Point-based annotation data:
## begin

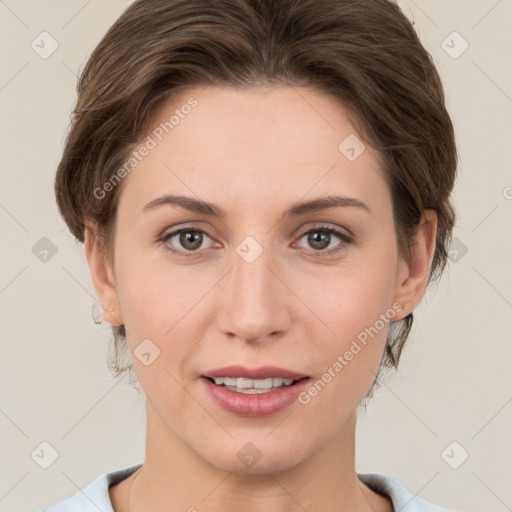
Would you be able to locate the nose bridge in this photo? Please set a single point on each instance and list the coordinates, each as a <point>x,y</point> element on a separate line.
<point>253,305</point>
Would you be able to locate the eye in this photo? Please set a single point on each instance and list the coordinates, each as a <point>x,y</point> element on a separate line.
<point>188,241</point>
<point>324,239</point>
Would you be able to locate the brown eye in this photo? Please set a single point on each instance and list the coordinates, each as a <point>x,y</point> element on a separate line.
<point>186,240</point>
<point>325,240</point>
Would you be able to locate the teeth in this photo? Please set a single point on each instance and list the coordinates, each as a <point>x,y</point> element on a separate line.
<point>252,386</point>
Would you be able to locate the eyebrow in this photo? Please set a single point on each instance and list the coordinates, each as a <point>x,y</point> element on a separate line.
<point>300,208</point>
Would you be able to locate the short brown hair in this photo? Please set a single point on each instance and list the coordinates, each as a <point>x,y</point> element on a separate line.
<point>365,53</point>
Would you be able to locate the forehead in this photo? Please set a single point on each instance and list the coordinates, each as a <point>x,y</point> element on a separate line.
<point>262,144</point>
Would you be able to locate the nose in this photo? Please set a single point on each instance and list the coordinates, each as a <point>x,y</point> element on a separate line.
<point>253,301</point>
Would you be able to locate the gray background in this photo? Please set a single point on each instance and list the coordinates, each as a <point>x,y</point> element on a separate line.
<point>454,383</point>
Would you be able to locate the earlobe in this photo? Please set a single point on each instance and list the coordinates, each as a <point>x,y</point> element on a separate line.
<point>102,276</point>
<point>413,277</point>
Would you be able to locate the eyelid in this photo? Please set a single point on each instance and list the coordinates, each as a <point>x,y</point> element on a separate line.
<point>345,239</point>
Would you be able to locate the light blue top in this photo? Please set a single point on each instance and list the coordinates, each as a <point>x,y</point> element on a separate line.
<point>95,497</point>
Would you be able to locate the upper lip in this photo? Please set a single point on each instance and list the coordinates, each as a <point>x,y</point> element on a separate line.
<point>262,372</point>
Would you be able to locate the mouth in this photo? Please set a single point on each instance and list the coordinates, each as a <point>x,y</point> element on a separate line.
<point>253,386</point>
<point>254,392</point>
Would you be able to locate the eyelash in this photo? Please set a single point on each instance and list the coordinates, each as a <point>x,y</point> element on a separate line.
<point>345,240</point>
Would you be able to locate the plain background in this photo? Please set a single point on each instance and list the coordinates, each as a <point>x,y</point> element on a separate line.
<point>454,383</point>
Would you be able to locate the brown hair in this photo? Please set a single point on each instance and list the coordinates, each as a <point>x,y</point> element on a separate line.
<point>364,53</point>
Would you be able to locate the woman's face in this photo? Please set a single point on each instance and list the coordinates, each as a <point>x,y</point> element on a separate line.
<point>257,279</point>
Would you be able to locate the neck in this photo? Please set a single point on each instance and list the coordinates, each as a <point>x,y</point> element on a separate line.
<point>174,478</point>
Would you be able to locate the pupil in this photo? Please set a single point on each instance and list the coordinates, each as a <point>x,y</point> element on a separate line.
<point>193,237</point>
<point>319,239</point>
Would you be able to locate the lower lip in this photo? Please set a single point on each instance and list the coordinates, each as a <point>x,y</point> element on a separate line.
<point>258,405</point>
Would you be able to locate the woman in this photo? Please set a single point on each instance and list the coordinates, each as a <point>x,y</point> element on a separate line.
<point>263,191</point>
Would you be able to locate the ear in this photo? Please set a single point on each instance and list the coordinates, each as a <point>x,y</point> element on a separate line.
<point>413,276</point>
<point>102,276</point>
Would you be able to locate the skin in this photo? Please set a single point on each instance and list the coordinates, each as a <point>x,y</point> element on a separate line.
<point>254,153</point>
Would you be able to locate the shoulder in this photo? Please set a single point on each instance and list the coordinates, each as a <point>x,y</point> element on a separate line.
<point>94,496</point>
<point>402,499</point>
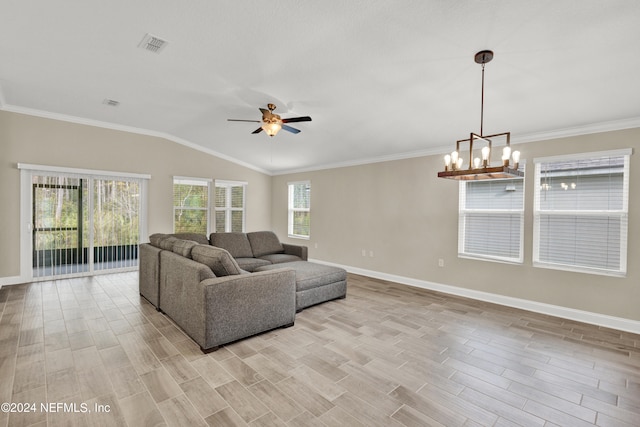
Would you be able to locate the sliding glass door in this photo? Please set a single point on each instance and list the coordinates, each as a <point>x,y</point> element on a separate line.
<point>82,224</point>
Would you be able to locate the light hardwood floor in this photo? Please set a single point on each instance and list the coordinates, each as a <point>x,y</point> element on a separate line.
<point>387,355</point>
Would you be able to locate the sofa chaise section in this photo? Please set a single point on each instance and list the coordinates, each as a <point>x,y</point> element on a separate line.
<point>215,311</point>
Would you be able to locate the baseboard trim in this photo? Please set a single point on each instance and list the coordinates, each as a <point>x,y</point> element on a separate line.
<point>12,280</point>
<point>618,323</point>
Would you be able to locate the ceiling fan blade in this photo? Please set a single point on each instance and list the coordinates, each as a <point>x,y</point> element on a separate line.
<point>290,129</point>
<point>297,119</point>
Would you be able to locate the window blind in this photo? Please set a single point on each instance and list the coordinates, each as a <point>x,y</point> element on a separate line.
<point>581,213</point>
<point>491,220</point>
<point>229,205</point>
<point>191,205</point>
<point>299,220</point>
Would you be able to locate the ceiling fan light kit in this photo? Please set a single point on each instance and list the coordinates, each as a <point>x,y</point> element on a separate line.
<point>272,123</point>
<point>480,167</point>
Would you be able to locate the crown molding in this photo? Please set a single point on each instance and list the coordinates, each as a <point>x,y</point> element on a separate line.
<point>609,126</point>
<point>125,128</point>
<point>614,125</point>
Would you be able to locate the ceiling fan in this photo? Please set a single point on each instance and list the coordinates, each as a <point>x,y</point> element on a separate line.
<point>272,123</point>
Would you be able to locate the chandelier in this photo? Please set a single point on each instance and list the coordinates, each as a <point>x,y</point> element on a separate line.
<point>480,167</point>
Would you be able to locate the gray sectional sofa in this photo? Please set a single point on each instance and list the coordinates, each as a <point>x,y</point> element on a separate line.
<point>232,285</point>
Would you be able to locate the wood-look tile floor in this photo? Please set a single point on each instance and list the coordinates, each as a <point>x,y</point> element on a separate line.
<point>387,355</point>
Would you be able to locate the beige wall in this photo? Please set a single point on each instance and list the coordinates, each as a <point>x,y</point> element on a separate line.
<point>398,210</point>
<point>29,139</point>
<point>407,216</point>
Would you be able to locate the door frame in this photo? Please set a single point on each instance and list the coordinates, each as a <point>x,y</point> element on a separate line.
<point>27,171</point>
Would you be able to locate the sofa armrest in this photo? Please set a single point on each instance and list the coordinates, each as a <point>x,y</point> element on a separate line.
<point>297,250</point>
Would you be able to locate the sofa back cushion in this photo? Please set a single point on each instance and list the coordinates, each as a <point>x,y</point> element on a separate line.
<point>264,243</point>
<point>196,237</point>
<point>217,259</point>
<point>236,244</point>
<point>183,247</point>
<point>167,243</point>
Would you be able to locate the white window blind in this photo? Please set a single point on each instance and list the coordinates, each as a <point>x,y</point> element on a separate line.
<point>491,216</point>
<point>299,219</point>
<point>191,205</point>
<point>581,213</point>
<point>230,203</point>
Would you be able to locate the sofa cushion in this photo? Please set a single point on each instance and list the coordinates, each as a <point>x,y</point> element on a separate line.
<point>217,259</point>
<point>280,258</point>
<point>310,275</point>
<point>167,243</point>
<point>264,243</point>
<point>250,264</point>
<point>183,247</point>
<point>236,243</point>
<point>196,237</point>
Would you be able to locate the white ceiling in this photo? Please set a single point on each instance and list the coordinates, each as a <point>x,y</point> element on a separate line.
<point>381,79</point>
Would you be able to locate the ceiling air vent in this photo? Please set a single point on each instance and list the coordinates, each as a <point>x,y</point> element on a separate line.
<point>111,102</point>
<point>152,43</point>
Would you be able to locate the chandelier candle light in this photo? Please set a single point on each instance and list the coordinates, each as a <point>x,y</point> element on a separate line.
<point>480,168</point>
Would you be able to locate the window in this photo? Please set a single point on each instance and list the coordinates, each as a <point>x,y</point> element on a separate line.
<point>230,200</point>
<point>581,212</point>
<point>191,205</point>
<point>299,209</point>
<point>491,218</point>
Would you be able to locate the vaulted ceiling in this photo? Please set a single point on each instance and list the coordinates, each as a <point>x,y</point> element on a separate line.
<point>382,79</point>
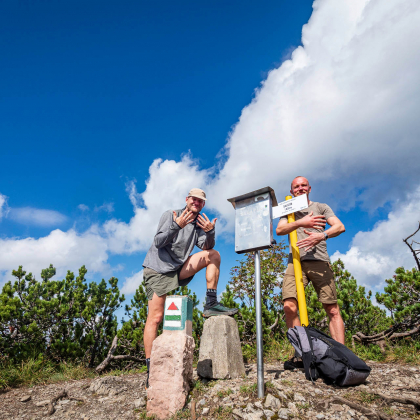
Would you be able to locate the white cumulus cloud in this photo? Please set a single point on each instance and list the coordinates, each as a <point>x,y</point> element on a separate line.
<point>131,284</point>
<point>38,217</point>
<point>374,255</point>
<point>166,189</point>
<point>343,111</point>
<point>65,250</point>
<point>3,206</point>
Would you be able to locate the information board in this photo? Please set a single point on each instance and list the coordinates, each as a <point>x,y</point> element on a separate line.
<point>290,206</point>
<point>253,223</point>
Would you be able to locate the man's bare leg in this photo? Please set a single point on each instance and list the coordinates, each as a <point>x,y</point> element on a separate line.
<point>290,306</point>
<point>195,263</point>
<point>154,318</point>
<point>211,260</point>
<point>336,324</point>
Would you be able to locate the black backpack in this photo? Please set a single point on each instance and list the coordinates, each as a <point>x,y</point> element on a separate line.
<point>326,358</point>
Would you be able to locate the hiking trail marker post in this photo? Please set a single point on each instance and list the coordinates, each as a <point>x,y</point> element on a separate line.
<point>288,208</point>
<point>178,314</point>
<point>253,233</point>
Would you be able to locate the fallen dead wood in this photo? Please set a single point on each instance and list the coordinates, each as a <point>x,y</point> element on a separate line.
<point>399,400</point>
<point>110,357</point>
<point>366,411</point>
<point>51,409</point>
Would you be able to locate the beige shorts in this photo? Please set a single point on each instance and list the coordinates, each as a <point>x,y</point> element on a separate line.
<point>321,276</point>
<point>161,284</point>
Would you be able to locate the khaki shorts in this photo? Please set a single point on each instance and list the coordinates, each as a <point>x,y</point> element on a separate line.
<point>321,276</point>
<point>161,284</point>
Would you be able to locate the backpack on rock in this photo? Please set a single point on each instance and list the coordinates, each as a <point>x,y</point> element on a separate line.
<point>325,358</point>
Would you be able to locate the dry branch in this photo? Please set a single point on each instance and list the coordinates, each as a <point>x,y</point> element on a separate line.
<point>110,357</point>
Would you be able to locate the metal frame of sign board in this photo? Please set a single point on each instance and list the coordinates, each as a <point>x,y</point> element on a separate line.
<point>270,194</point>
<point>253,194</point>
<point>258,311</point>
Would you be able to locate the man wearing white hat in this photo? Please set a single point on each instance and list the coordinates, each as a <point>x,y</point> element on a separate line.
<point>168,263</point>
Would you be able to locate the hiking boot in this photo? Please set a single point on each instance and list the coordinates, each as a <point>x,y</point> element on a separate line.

## end

*Exercise objective*
Starting with the line that contains "Would you be able to locate the eye in" and going on through the line that contains "<point>300,208</point>", replace "separate line" with "line of its own" and give those lines again with everything else unchanged.

*Result for this task*
Would you be able to locate the eye in this photo? Please set a single point on each instance and list the coordinates, each as a <point>x,y</point> element on a line of its own.
<point>188,241</point>
<point>324,239</point>
Would you be able to locate the brown eye in this photo? Please set a single point on each instance and list the coordinates, each as a <point>x,y</point> element on a line of its own.
<point>186,240</point>
<point>325,240</point>
Would you be able to locate the teeth in this photo? Please set a single point on each instance and list the coordinates, each as a <point>x,y</point> element on a line of its own.
<point>252,386</point>
Would you be able to locate the eyebrow in this photo? Please set a single point on each instance and list the coordinates, each as a <point>x,y</point> element on a line of its own.
<point>300,208</point>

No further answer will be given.